[Stated task]:
Rewrite the listing from the line containing "TARGET = red and white striped antenna" through the end of the listing, substituting "mark" for "pick out" and changing nothing else.

===== Source material

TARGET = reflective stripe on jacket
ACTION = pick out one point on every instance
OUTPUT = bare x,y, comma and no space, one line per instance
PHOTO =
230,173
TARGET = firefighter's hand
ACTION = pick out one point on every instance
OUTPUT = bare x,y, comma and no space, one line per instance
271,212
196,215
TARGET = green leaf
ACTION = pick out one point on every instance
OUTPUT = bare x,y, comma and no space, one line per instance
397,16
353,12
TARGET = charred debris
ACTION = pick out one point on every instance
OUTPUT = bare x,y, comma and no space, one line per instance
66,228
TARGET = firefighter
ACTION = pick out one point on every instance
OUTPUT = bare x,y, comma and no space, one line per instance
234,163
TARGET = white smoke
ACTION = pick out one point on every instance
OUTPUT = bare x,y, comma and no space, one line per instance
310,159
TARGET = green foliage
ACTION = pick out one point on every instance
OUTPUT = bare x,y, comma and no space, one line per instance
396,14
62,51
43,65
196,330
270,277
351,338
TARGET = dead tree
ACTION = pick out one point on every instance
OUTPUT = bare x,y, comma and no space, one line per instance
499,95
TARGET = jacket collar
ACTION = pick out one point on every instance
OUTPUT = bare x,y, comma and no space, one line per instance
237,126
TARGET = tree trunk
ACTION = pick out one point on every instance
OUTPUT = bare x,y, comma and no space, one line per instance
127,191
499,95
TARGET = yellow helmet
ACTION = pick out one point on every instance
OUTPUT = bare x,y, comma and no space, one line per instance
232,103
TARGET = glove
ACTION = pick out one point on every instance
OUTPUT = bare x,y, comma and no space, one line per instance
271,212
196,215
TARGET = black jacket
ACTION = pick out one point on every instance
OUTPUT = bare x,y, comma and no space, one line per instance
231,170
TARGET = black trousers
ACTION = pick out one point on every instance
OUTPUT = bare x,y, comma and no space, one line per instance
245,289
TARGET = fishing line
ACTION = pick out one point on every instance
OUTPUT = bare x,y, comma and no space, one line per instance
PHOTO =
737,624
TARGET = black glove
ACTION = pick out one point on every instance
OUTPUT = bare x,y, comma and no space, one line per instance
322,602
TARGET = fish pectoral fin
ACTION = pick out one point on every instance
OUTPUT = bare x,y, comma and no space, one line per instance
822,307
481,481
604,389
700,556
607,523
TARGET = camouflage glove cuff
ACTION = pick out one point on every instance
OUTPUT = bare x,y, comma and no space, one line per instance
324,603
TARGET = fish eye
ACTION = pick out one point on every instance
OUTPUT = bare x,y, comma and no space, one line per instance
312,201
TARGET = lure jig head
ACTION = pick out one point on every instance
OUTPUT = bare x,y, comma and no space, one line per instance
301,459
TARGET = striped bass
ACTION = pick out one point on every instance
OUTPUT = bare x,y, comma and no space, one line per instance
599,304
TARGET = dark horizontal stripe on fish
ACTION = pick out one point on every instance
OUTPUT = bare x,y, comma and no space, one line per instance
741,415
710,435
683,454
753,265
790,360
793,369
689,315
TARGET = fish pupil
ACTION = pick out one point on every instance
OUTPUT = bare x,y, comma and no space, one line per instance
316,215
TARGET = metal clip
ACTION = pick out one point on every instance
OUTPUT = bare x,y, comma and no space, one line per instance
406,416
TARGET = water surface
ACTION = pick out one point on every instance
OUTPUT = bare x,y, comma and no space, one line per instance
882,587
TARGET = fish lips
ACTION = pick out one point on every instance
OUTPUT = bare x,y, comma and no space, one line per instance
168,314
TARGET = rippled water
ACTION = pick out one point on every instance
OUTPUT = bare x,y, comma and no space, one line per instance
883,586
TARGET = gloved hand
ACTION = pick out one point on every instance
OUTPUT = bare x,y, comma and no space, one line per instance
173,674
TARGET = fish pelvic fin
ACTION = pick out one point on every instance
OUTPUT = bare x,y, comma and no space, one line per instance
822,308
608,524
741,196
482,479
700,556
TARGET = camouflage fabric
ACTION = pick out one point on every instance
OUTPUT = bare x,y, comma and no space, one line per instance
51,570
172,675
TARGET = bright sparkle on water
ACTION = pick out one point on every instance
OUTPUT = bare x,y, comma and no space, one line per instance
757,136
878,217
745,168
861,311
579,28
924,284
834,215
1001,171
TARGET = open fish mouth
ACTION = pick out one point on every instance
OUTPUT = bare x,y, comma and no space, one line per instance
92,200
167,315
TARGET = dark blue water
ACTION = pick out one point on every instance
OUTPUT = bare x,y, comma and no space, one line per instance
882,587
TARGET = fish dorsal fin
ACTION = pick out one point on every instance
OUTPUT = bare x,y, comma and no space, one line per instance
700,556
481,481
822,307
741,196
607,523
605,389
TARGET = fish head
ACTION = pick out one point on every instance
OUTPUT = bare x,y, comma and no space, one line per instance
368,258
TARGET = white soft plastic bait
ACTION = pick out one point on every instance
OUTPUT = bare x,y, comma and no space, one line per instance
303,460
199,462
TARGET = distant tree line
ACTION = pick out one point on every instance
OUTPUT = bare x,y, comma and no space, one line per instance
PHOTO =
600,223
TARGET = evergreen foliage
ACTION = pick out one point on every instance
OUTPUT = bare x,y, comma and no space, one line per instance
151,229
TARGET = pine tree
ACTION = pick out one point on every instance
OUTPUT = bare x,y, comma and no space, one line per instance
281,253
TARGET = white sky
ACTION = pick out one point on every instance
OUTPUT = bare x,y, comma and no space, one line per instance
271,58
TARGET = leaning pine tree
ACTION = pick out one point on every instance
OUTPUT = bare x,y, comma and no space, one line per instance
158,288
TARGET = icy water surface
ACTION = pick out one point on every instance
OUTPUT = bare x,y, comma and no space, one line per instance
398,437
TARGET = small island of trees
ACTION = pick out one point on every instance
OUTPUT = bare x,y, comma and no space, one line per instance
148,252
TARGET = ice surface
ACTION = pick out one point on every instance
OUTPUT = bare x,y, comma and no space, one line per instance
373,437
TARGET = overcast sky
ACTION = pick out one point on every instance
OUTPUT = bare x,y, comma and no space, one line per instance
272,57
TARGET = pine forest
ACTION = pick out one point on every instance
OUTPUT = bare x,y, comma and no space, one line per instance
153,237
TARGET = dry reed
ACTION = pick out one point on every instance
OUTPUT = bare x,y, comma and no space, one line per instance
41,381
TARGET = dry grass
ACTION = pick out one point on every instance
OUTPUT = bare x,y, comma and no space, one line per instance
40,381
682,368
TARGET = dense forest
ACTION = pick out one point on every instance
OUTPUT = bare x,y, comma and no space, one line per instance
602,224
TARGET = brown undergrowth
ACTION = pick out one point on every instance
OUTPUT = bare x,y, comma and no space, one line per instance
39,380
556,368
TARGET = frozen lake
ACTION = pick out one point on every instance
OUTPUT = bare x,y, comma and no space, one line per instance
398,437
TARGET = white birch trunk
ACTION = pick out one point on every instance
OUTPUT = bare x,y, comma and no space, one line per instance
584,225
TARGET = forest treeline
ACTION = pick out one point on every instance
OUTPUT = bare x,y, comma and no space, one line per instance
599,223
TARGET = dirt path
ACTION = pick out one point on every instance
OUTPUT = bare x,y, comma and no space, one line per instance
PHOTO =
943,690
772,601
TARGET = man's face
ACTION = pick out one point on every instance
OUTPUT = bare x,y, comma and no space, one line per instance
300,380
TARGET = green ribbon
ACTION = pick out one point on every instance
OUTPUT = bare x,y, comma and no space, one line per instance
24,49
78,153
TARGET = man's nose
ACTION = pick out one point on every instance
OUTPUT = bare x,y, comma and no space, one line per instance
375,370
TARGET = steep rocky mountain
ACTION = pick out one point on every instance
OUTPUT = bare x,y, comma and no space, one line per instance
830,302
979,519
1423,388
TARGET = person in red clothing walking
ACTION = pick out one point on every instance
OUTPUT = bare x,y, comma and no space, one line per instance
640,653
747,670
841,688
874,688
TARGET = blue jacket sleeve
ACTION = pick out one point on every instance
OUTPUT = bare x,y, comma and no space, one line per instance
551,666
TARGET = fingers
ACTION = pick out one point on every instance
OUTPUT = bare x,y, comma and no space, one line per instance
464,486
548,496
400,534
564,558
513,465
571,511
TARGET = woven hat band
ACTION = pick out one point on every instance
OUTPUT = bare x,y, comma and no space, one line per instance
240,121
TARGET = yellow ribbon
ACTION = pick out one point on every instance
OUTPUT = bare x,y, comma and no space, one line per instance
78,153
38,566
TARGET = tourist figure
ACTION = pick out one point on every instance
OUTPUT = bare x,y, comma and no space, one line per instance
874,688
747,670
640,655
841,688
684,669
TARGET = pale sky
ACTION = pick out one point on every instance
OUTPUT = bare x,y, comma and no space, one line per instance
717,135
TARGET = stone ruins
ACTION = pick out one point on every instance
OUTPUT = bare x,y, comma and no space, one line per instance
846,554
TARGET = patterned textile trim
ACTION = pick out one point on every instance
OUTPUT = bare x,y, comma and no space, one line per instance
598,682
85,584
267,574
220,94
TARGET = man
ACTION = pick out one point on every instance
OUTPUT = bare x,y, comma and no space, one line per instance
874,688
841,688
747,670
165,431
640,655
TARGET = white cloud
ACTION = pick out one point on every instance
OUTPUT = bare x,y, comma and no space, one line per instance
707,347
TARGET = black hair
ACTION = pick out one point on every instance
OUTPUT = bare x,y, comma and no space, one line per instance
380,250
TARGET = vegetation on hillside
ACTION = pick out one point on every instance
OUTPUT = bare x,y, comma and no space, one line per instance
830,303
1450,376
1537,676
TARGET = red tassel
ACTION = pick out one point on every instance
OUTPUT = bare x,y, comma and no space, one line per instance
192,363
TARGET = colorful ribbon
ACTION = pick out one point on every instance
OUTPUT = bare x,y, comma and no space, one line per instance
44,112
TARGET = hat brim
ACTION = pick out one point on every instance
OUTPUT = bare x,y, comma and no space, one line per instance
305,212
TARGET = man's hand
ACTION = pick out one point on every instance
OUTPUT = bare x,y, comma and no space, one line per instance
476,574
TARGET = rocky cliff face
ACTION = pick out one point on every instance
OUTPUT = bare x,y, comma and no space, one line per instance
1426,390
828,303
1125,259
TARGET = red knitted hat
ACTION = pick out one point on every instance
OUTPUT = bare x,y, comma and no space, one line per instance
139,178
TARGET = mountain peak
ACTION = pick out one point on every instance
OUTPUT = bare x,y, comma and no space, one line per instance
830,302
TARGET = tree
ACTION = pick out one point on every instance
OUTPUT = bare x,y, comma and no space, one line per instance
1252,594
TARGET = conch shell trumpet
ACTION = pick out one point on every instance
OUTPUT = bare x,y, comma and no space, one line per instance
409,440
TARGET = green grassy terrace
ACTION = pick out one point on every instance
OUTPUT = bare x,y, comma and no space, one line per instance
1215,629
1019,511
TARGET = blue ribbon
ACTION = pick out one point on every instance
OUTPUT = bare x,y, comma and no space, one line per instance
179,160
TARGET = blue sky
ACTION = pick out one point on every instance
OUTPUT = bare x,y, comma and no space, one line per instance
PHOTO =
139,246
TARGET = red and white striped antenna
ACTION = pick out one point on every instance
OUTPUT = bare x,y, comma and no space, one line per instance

==========

[Reply to the exercise]:
TARGET = red and white striped antenna
ACTION = mark one point on every instance
OUTPUT = bare x,y, comma and no space, one line per instance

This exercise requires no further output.